→ TASK
Extend the article below on Alibaba's IPO and its U.S. prospects, starting after its final paragraph.

→ ARTICLE
-- start --

It’s arguably the biggest and most publicized IPO since Facebook. When Alibaba, the Chinese e-commerce giant, made its public offering debut Friday, its shares surged more than 40 percent on the New York Stock Exchange. The digital commerce company that consists of consumer-to-consumer shopping site Taobao, online retail platform Tmall, which is the eighth most-visited site in China, as well as Alibaba.com, generated $248 billion in online sales last year alone. Now, analysts are watching carefully to see how the Chinese company measures up against U.S. online retail stalwarts like Amazon.com, Overstock.com, and eBay as it looks to stake its claims with North American consumers.
“The foremost overarching theme that resonates for me is that there is now going to be more competition in this online retail sphere,” Kosha Gada, principal in the media and retail practices of global management consulting firm A.T. Kearney, told FoxNews.com. “This will enable small businesses to have a platform to get to consumers, which is a good thing on a macro level. It will have a trickle down to consumers.”
Gada said that more competition in the retail market gives small businesses the opportunity to establish themselves on an ever-growing platform, potentially reaching new consumers. Does this spell trouble for a company like Amazon that has been able to dominate the playing field? Gada suggests that the excitement over Alibaba might be just a lot of hype at the moment.
“It’s exciting, it’s an interesting story, but it isn’t easy to automatically build brand loyalty. A company like Amazon really mastered customer service. They’ve made it their mission, and it’s an uphill battle for any company to compete against that,” she said.
For Alibaba to explode across the board in the U.S., it will have to focus on developing itself as a global brand. Given that it is essentially an umbrella company that incorporates distinct businesses that do exactly what Amazon, eBay, and Overstock.com have been doing successfully on their own for years, Alibaba will have to set a social media agenda and take a “gorilla marketing” approach to grow, Gada added.
According to a report from global research and advisory firm Forrester Research, Alibaba won’t be able to assert dominance in the U.S. retail field anytime soon. Forrester asserts that it will take a “major acquisition or a number of years,” for Alibaba to be able to compete with the major online commerce providers in the U.S. That being said, things look promising for the company in the long-term.
“Future investment possibilities include real estate, to bridge the gap between online and offline transactions, or possibly an alternate payment provider to help drive cross-border sales,” Forrester reports.
Part of raising Alibaba's brand awareness involves finding a way to make it a household name and not just something that only business, retail, and media insiders know about, Robin Lewis, CEO of retail strategy newsletter The Robin Report and co-author of The New Rules of Retail – Competing in the World's Toughest Marketplace, told FoxNews.com.

-- end --

→ SUPPLIED MATERIAL
-- start --

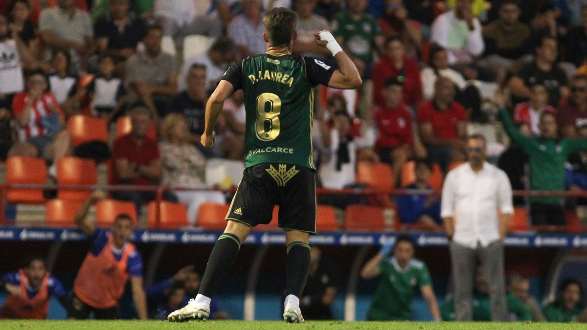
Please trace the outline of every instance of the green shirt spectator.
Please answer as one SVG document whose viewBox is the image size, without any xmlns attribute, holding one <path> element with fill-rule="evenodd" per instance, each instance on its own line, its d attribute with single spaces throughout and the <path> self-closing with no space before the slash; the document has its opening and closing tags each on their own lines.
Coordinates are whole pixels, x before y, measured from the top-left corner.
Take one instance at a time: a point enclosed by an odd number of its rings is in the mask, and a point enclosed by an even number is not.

-- end --

→ REPLY TO THE TASK
"They will have to spend an enormous amount of money building their brand, just like anything else. And they don't offer anything better than eBay or Amazon, and I think they also have huge room to grow in China," Lewis said. "They have grown rapidly there, but are still establishing themselves. Why would they want to take their eye off of that ball to come to the United States and spend millions of dollars over the course of several years just to build up recognition?"
Given that the U.S. is the "most congested" and "over-competed marketplace" in the world, Lewis said that trying to break into the fold is "suicidal" for most companies unless they have "deep pockets."
"I don't see them [Alibaba] doing that at the moment. If they do, I think they are nuts. They need to take advantage of the foothold they have in their own country," Lewis said.
As it continues to expand globally, one major concern circles Alibaba's reputation – specifically, the presence of counterfeit goods that can easily find their way on a retail platform like Taobao.
“There is a very well documented challenge concerning the manufacture and distribution of counterfeit goods using Chinese marketplace platforms, and in spite of recent IPR [intellectual property rights] protection efforts, the Alibaba Group of companies is used by infringers as an outlet for these products,” wrote Haydn Simpson, product director for brand protection at global online brand protection firm NetNames, in a statement emailed to FoxNews.com.
“The protection of U.S. Intellectual Property rights has to be a priority for U.S. authorities,” Simpson added. “If a new, relatively deregulated, platform is successfully launched giving these manufacturers and products a straightforward and cost-effective method of targeting U.S. consumers with cheap sub-standard products, those consumers will buy these products using the Internet as a shop window.”
Simpson wrote that all U.S. businesses, including much more vulnerable small companies, will see increased competition from manufacturers overseas. Ultimately, this leads to a much more challenging online retail climate for small businesses that need to distinguish themselves.
On the flip side, it will be difficult for Alibaba itself to stand out among trusted brands like Amazon when building relationships with major retailers like Macy's, Lewis said.
"A lot of third parties or retailers in this country are well-established on Amazon's platform. So, why would they want to shift to Alibaba's platform? How are they going to lure a brand and retailers onto their platform when consumers don't know them?" Lewis added.
Moving forward, Gada said it will be interesting to observe federal government's response to the Chinese company as it steps onto the U.S. retail stage.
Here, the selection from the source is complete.